Segmentation annotation records:
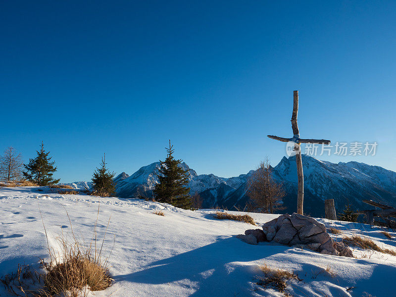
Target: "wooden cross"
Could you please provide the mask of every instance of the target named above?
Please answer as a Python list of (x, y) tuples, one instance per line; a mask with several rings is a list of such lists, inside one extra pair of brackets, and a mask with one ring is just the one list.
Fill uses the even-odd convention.
[(297, 176), (298, 178), (298, 192), (297, 197), (297, 213), (302, 214), (302, 204), (304, 201), (304, 175), (302, 174), (302, 162), (301, 159), (300, 144), (320, 144), (329, 145), (330, 140), (324, 139), (301, 139), (298, 132), (298, 126), (297, 125), (297, 113), (298, 111), (298, 91), (293, 92), (293, 112), (292, 114), (292, 129), (293, 130), (293, 137), (292, 138), (284, 138), (273, 135), (267, 136), (272, 139), (279, 140), (283, 142), (290, 141), (294, 143), (294, 149), (296, 152), (296, 162), (297, 163)]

What needs to be done =
Reproduce the data above, changing each "instance" to "object" and keeping everything else the same. Leave the pictures out of your answer.

Result of the exercise =
Target: "wooden cross"
Could you please provide the mask of every object of the target named above?
Please answer as a Python list of (x, y) tuples, one object per line; a mask with several rings is a list of such lists, inside one extra pair of brackets, and a mask with one ring is just the one list.
Fill uses the even-odd convention.
[(297, 176), (298, 178), (298, 192), (297, 197), (297, 213), (302, 214), (302, 204), (304, 201), (304, 175), (302, 174), (302, 162), (301, 159), (300, 144), (320, 144), (329, 145), (330, 140), (324, 139), (301, 139), (298, 132), (298, 126), (297, 125), (297, 113), (298, 111), (298, 91), (293, 92), (293, 112), (292, 114), (292, 129), (293, 130), (293, 137), (292, 138), (284, 138), (273, 135), (267, 136), (272, 139), (279, 140), (283, 142), (290, 141), (294, 143), (294, 149), (296, 152), (296, 162), (297, 163)]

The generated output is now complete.